Set task | Return every record exactly as written.

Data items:

_____

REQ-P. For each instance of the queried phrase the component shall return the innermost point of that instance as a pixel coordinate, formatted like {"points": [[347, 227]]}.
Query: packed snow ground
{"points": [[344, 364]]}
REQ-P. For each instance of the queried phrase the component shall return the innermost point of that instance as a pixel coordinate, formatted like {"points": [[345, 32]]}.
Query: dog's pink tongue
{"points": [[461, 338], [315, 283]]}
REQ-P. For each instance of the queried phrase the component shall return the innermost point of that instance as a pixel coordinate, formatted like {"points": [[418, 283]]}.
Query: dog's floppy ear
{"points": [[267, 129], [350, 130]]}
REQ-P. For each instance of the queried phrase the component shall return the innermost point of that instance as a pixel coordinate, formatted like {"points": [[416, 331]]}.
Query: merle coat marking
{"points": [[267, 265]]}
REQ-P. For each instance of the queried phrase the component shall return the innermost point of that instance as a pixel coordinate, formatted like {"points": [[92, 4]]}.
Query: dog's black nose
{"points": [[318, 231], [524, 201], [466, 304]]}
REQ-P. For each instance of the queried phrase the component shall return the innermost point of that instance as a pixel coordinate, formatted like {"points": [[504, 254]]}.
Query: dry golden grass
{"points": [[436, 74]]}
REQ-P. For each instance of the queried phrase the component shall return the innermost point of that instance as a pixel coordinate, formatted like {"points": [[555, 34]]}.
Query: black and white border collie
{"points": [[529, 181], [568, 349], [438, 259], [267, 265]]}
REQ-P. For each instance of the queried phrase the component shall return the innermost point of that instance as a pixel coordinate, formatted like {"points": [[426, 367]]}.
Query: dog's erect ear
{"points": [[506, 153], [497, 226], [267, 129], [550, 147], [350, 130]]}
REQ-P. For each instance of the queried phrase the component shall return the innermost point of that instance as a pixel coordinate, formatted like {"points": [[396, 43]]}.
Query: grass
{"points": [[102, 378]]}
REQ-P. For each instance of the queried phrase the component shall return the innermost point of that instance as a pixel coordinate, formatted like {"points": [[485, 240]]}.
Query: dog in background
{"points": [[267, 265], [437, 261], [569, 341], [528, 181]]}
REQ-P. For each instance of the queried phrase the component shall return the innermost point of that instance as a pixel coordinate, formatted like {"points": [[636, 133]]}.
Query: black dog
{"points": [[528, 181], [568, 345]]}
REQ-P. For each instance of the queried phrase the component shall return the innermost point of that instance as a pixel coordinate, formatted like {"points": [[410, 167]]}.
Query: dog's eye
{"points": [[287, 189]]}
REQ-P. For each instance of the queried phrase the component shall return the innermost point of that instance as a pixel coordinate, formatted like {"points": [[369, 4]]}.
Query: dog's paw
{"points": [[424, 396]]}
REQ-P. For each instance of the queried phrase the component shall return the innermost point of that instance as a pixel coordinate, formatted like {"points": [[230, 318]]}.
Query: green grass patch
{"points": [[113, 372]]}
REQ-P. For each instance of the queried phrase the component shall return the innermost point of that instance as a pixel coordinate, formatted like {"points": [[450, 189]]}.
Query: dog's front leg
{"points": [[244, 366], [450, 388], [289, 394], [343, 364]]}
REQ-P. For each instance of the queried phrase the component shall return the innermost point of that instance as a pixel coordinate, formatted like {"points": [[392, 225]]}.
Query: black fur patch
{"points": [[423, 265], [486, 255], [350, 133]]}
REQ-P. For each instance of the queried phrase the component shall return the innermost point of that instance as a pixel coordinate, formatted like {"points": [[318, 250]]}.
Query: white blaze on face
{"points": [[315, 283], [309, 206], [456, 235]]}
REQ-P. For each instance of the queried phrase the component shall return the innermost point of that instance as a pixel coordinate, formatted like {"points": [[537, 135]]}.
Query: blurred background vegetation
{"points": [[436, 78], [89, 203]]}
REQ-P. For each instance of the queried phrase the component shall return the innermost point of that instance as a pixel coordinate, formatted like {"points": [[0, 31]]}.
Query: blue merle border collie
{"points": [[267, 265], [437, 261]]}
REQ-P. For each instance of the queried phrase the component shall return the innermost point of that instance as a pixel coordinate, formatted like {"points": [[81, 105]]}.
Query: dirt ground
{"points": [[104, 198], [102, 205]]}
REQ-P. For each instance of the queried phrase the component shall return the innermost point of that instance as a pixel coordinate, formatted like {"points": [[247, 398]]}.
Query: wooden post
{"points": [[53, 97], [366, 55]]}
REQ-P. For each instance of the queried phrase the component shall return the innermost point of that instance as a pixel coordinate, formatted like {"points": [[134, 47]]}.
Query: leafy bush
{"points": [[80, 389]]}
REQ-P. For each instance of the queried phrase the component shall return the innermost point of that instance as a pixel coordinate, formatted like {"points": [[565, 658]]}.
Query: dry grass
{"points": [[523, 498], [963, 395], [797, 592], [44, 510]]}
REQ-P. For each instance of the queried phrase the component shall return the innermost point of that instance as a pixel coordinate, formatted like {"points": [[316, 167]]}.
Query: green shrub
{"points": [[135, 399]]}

_____

Full solution |
REQ-P. For each instance of the queried phrase the component shall return the innermost point of that instance as a pixel coordinate, formatted like {"points": [[347, 227]]}.
Query: packed snow ground
{"points": [[344, 364]]}
REQ-P. For each instance of the queried phrase the component shall return the innermost point of that instance as a pixel coordinate, formatted like {"points": [[345, 32]]}.
Query: dog's pink tongue
{"points": [[461, 338], [315, 283]]}
REQ-P. For each instance of the queried phrase the component shall return the innermost point of that instance as a pixel coordinate, formatted like {"points": [[418, 283]]}.
Query: dog's floppy ear
{"points": [[267, 129], [350, 130]]}
REQ-P. For each instance of the queried phrase the component shall return the innermost point of that instance as a pixel coordinate, formatted like {"points": [[416, 331]]}.
Query: merle coat marking
{"points": [[267, 265]]}
REQ-P. For each instance of the queried phrase the component shall return the innermost point of that instance as a pixel coordinate, formatted like {"points": [[92, 4]]}.
Query: dog's black nose
{"points": [[318, 231], [524, 201], [466, 304]]}
REQ-P. For each instance of the queried phrase the component shall return the innermost point of that instance as a pixel coordinate, formatted like {"points": [[504, 254]]}.
Query: dry golden grass
{"points": [[436, 74]]}
REQ-P. For each instance of the queried phrase the component shall return the innermost point of that instance as a pixel coordinate, formatted like {"points": [[555, 34]]}.
Query: black and white border collie
{"points": [[529, 181], [568, 349], [438, 259], [267, 265]]}
REQ-P. For each instance of the queried phrase the component shall return the innermost point of that instance as a pixel coordinate, formatted like {"points": [[426, 367]]}.
Query: dog's erect ear
{"points": [[506, 153], [497, 226], [267, 129], [550, 147], [350, 130]]}
REQ-P. For each instance of the queried phrase the component shall return the innermost point of that instance as a pixel coordinate, formatted like {"points": [[396, 43]]}.
Query: grass
{"points": [[102, 378]]}
REQ-P. For each instance of the queried phrase the component shall return the innermost point of that instance as a pixel coordinate, formatted like {"points": [[485, 240]]}.
Query: dog in background
{"points": [[267, 265], [437, 261], [569, 341], [528, 181]]}
REQ-P. For each instance of the queried phrase the component shall return the innermost point of that instance as a pixel coordinate, formatted like {"points": [[636, 133]]}.
Query: black dog
{"points": [[528, 181], [568, 345]]}
REQ-P. For each instance of the queried phrase the component shall return the innermost point of that instance as a pixel coordinate, formatted like {"points": [[410, 167]]}.
Query: dog's eye
{"points": [[287, 189]]}
REQ-P. For each instance of the queried phrase the component shall return the innermost point of that instance as a pixel coordinate, formatted like {"points": [[369, 4]]}.
Query: dog's paw
{"points": [[424, 396]]}
REQ-P. For each instance of the queried phrase the component shall return the innermost point of that instance as a pixel coordinate, formatted like {"points": [[230, 318]]}.
Query: green grass patch
{"points": [[113, 372]]}
REQ-P. For each instance of the queried phrase the component shall return the innermost point of that instance as a pixel coordinate, formatted like {"points": [[450, 189]]}.
Query: dog's front leg
{"points": [[244, 366], [450, 388], [289, 394], [343, 364]]}
REQ-P. For each instance of the queried phrase the component shall return the innermost point of that instance as a pixel coordinate, formatted like {"points": [[392, 225]]}.
Query: black fur patch
{"points": [[423, 265], [486, 255], [350, 133]]}
REQ-P. For each instance of the queried phrase the component shall return the innermost point of that instance as a pixel coordinate, formatted like {"points": [[318, 250]]}.
Query: white blaze on face
{"points": [[315, 283], [309, 206], [456, 235]]}
REQ-P. For each instance of the queried phrase the component shall return the innermost point of that instance as a pixel coordinate, formatted like {"points": [[537, 135]]}.
Query: blurred background vegetation
{"points": [[436, 78], [89, 203]]}
REQ-P. For each instance of the queried phrase the component shall return the innermost point of that instance as a pixel coordinate, formatted like {"points": [[0, 31]]}.
Query: blue merle border collie
{"points": [[267, 265], [437, 261]]}
REQ-P. For each instance of the queried phrase the component shall return the innermost point of that instance as a pixel coordinate, formatted like {"points": [[81, 105]]}.
Query: dirt ground
{"points": [[104, 198], [102, 205]]}
REQ-P. For each instance of the queried phrase the component shall return the innermost point of that instance as a pixel coordinate, formatted like {"points": [[247, 398]]}.
Query: wooden post
{"points": [[53, 97], [366, 55]]}
REQ-P. For each instance of the queried phrase the component shall return the innermost point of that instance as a pixel coordinate, formatted like {"points": [[134, 47]]}.
Query: leafy bush
{"points": [[80, 389]]}
REQ-P. For each instance of the queried phrase the component shall return the innermost point of that instance as a pixel coordinate, formatted like {"points": [[565, 658]]}.
Query: dry grass
{"points": [[523, 498], [963, 395], [797, 592], [44, 510]]}
REQ-P. For each instance of the queried phrase the component shall return the innermost point of that instance as a pixel coordinate, formatted like {"points": [[316, 167]]}.
Query: green shrub
{"points": [[135, 399]]}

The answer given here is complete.